(DATA TO PROCESS)
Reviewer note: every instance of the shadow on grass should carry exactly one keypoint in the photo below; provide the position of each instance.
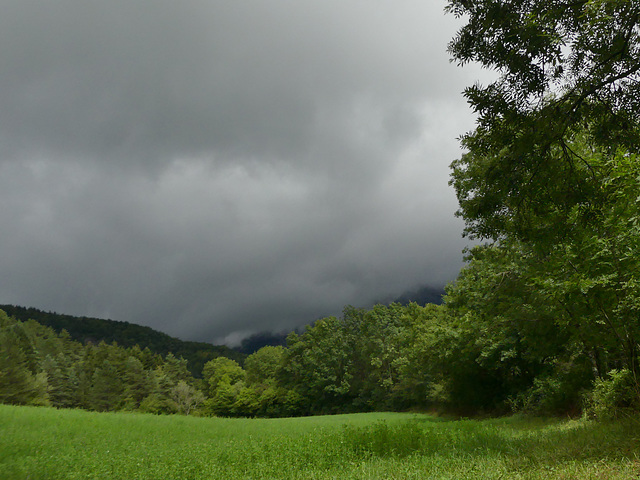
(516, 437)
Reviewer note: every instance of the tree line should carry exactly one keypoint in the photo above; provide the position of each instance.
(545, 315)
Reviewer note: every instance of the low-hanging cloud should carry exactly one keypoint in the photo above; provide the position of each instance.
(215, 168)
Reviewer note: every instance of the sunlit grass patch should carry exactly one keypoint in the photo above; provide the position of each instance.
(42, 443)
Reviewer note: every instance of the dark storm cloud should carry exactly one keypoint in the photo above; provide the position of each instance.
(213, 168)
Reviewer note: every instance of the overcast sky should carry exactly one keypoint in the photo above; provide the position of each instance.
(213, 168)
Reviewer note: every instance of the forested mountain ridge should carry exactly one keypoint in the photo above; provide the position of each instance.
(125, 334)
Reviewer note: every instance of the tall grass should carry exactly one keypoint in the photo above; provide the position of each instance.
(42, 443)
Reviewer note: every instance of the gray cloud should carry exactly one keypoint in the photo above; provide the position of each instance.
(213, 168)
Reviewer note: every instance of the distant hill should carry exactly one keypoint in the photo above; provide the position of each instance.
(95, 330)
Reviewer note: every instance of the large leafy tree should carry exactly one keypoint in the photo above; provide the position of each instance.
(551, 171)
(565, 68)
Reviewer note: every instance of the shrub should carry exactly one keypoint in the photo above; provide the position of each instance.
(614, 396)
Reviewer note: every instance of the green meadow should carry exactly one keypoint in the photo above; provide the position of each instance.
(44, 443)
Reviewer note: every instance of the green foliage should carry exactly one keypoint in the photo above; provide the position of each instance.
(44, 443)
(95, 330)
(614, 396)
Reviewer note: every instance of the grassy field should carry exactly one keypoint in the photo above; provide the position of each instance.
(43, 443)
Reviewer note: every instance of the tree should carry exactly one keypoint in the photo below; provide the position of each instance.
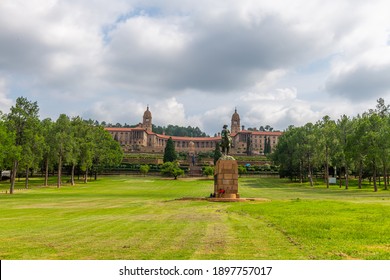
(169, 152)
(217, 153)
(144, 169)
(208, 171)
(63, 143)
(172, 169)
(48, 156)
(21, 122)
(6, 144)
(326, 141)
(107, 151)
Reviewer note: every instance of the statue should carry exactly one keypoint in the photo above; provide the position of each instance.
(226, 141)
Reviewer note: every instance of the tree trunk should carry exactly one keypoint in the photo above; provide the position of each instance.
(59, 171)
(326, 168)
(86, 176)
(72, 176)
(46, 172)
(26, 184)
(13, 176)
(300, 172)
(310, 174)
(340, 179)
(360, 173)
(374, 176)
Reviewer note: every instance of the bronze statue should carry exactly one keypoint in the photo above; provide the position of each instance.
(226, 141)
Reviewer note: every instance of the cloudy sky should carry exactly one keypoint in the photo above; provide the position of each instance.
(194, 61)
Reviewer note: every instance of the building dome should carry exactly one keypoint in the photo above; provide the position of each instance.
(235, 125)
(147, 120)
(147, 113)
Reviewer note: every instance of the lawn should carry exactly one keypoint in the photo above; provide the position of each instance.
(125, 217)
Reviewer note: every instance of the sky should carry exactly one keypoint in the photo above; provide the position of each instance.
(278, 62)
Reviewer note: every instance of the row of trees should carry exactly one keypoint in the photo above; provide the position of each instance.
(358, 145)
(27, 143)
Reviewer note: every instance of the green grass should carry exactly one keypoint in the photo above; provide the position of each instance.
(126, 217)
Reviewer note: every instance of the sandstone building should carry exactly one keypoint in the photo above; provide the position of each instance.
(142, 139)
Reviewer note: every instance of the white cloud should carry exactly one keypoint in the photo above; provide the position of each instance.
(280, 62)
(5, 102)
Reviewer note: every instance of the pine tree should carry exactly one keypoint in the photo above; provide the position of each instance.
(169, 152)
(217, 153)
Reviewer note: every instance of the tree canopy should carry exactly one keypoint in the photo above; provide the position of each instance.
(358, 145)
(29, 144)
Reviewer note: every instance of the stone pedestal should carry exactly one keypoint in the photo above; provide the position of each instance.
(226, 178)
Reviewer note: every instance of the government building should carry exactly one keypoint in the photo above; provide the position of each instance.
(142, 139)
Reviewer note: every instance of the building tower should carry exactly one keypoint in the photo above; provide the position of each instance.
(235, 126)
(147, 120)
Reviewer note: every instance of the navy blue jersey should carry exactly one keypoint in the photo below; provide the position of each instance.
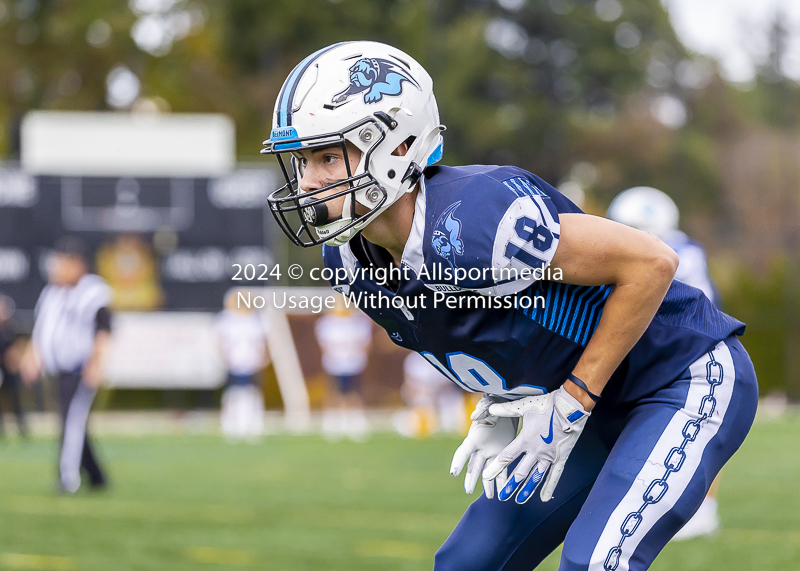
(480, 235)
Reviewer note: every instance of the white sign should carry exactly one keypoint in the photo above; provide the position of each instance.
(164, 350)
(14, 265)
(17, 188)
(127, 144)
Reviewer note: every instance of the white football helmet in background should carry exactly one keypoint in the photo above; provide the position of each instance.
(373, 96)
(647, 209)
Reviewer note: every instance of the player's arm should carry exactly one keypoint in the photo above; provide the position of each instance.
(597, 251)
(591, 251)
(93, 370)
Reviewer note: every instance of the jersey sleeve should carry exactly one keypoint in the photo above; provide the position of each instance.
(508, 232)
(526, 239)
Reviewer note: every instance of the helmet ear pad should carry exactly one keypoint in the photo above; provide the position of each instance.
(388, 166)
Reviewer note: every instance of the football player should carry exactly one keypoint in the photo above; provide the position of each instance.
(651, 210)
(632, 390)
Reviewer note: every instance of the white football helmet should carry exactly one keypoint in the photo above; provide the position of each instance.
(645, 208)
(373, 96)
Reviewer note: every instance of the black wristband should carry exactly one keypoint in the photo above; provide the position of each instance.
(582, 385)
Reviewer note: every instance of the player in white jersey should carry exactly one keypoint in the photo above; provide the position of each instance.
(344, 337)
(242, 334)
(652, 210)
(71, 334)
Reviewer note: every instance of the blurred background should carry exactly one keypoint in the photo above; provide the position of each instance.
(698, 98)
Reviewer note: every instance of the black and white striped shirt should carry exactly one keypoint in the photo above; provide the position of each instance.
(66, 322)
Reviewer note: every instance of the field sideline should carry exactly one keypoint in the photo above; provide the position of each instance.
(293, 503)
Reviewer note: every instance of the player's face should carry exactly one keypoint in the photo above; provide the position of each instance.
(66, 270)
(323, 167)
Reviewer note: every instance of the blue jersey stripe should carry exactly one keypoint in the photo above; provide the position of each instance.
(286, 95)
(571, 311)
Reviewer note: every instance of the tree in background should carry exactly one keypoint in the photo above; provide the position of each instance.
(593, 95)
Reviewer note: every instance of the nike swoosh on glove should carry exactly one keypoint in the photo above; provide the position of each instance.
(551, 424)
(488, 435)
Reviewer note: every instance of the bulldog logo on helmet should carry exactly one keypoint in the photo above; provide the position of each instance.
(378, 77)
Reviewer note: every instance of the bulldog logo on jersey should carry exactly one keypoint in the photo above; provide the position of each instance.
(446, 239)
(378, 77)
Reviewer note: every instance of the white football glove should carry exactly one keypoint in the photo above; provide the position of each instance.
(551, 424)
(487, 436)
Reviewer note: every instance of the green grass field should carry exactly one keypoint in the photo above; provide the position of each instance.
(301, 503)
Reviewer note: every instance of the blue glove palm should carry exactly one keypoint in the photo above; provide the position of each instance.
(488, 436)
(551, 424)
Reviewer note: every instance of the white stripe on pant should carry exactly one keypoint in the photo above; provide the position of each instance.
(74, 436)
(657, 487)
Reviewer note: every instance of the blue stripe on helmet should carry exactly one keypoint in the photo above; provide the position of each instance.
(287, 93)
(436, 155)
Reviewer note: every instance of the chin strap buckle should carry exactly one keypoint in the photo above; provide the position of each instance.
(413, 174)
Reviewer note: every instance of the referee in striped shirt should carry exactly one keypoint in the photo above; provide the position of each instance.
(End DATA TO PROCESS)
> WHAT THE EXERCISE ASKS:
With the pictures omitted, the records above are to be repeated exactly.

> OUTPUT OF THE TASK:
Reviewer note: every instance of the shadow on grass should carry exactly one keypoint in the photo below; provide the position of each instance.
(516, 437)
Reviewer note: every instance of the tree line should carry exactly one keypoint in the photo above; provide the position of each instance.
(545, 315)
Reviewer note: every instance of the low-hanging cloud should carry exactly one keypoint in the photo above; provide the position of each instance.
(215, 168)
Reviewer note: every instance of the sunlit grass patch should carry exactly one keypoint in the photo above; provide the position of each instance.
(42, 443)
Reviewer note: every instance of the dark storm cloud should carry exactly one keypoint in the photo above; provide the position of each instance.
(213, 168)
Reviewer note: every instance of the overcast sky should carry exactly one keypoint in the photo above; provide the position of each instance.
(213, 168)
Reviewer note: every instance of the forested mountain ridge should carry exactly one keypoint in the photo above; provide the position of each instance.
(125, 334)
Reviewer note: every instance of the tall grass should carry exactly one keypoint in the photo above; provide the position of each instance.
(42, 443)
Reviewer note: every instance of the gray cloud should carry exactly one keypoint in the photo above; provide the position of each instance.
(213, 168)
Reviewer note: every instance of the distant hill should carry exactly one keypoint in the photo above; provide the position of each instance.
(95, 330)
Reviewer note: every instance of the large leafy tree should carry exactly one keypoint in the photo above; provide the position of each instance.
(551, 171)
(565, 68)
Reviewer note: every instance of the shrub should carry exactly one keypoint in the photo above; provide the position of each instance.
(614, 396)
Reviewer note: every instance of the green meadow should carry exactly one keypoint in the photo above; provide the position of each instance.
(44, 443)
Reviewer note: every instance of the green foliage should carry exactly one keypoint in the photo above; provide the position of each instance.
(44, 443)
(95, 330)
(614, 396)
Reviewer note: every instance of the grassy field should carry exactly one keypoint in the photo above; provide the position of each instance.
(43, 443)
Reviewer note: every instance of the tree should carry exactly one keypoint in the photo below; provide the position of each instance.
(169, 152)
(217, 153)
(144, 169)
(208, 171)
(63, 143)
(172, 169)
(48, 156)
(21, 122)
(6, 144)
(326, 141)
(107, 151)
Reviewer note: every instance of the statue should carry exactly one keypoint in the photo above; provide the position of each instance.
(226, 141)
Reviewer note: every instance of the tree trunk should carry exactly one keypoint in the photo above; provide the position of each instance.
(59, 171)
(326, 168)
(86, 176)
(72, 176)
(46, 172)
(26, 184)
(13, 176)
(300, 172)
(310, 174)
(340, 179)
(360, 173)
(374, 176)
Reviewer note: every instance of the bronze statue should carry exactly one keypoint in the photo above; provide the position of each instance.
(226, 141)
Reviewer note: every instance of the cloudy sky should carry exactly one keypoint in the photo above; provide the position of each instance.
(194, 61)
Reviewer note: every instance of the building dome should carry exactly one keypoint in the photo above; provide the position of each instance.
(235, 125)
(147, 120)
(147, 113)
Reviewer note: every instance of the lawn should carry exactly one keypoint in the photo above; provide the position of each instance.
(125, 217)
Reviewer note: every instance of the sky should carry exactly one keypoint in the photo above; provide the position of each instance.
(278, 62)
Reviewer note: every instance of the row of trees should carry exactly one keypoint in the photo above; provide the position of each instance.
(358, 145)
(27, 143)
Reviewer note: every instance of the green grass should carry exactly one keypoint in the photo above; provide the position of each instance.
(126, 217)
Reviewer note: every instance of the sandstone building should carry exactly one keypoint in the photo above; provide the position of each instance.
(142, 139)
Reviewer note: every instance of the white cloud should carry exactly one keypoint in the photo above; provide the position of each instance.
(280, 62)
(5, 102)
Reviewer note: every instance of the pine tree should carry exactly one keypoint in the photo above; provide the position of each instance.
(169, 152)
(217, 153)
Reviewer note: every instance of the tree canopy should carry exactly one keypoint in the photo above; provide the position of each instance.
(358, 145)
(29, 144)
Reviewer note: every instance of the stone pedestal should carry exactly one keypoint in the photo above; provide the position of each instance.
(226, 178)
Reviewer note: every instance of the government building should carry exactly one keypoint in the photo above; provide the position of each instance.
(142, 139)
Reviewer note: every instance of the building tower should carry exactly one keypoint in the photo above; provide the position of each instance.
(235, 126)
(147, 120)
Reviewer note: every instance of the navy blue jersey should carry exactly one keypoint in the photo below; provide the position of each instance.
(480, 235)
Reviewer note: every instance of the white sign should carry exactly one keypoint in the photo above; provide the position of each instance.
(164, 350)
(14, 265)
(17, 188)
(127, 144)
Reviewer note: every instance of the white football helmet in background should carry exactly one keypoint in the photo above; provide the position of each instance.
(373, 96)
(647, 209)
Reviewer note: every instance of the player's arm should carry exactly one keypoint in the photo above; provide the position of each instance.
(597, 251)
(591, 251)
(93, 370)
Reviewer note: every instance of the jersey sleeve should carry exactly one keypoint in the photo above; provide the position of each instance.
(508, 232)
(526, 239)
Reviewer note: every instance of the helmet ear pad should carry exactly one keypoint in the photo above; provide the position of each instance.
(388, 166)
Reviewer note: every instance of the football player should carry exactly one keypoint in the photo above; provide the position of each instance.
(651, 210)
(632, 390)
Reviewer note: every instance of the white football helmet should carry exactly one keypoint in the photo above; provide the position of each instance.
(645, 208)
(373, 96)
Reviewer note: every instance of the black wristband should carry exactly one keypoint in the photo above; provide the position of each instance.
(582, 385)
Reviewer note: every instance of the player in white jersey should carry exactly one keypoint in the photo above; provide the position of each instance.
(344, 337)
(242, 334)
(652, 210)
(71, 334)
Reviewer note: every instance of the blurred background should carry exactly one keypoint in the photo above; provide the position of each instance.
(698, 98)
Reviewer note: every instance of the black and white striped shirt should carry exactly one keypoint in the photo above; provide the position of each instance.
(66, 322)
Reviewer note: every instance of the field sideline should carry exactly one keypoint in the photo above; provide the position of each instance.
(293, 503)
Reviewer note: every instance of the player's face should carry exactly one keypoint in the photo above; provide the position of each instance.
(66, 270)
(323, 167)
Reviewer note: every instance of the blue jersey stripe should carry exactly one keypoint in the photo above; provide the position of each instance.
(286, 95)
(571, 311)
Reviewer note: every instance of the tree in background should carry exactly one keypoint in the photo above; provide the position of each instance.
(593, 95)
Reviewer note: every instance of the nike swoosh on glove should carry exactly one keypoint in the photo above; provide the position of each instance.
(551, 424)
(488, 435)
Reviewer note: every instance of the bulldog logo on helmet should carry exactly one keypoint in the photo above; provide the position of each instance.
(378, 77)
Reviewer note: every instance of the bulldog logo on jersey should carry exactly one keypoint in the photo above; provide the position of each instance.
(446, 239)
(378, 77)
Reviewer note: every instance of the white football glove should carry exactly one keypoint in the photo above; provide the position of each instance.
(551, 424)
(487, 436)
Reviewer note: every instance of the green grass field should carry exactly one keypoint in the photo above; provide the position of each instance.
(301, 503)
Reviewer note: every instance of the blue glove palm should carry exactly one keypoint in the photo above; provide the position of each instance.
(488, 436)
(551, 424)
Reviewer note: every instance of the white stripe on pant should carry exactly one keypoint in the photo above; provide the position of each instance.
(74, 436)
(657, 487)
Reviewer note: every instance of the blue stripe on helmet should carry exactly one keypoint in the photo above; provide the position of each instance.
(287, 93)
(436, 155)
Reviewer note: every instance of the chin strap buckle should carry exactly one keypoint in the photo above; provide the position of each instance.
(413, 174)
Reviewer note: every instance of the referee in striped shirt should carry exactly one keypoint in the photo above; provide the position of each instance.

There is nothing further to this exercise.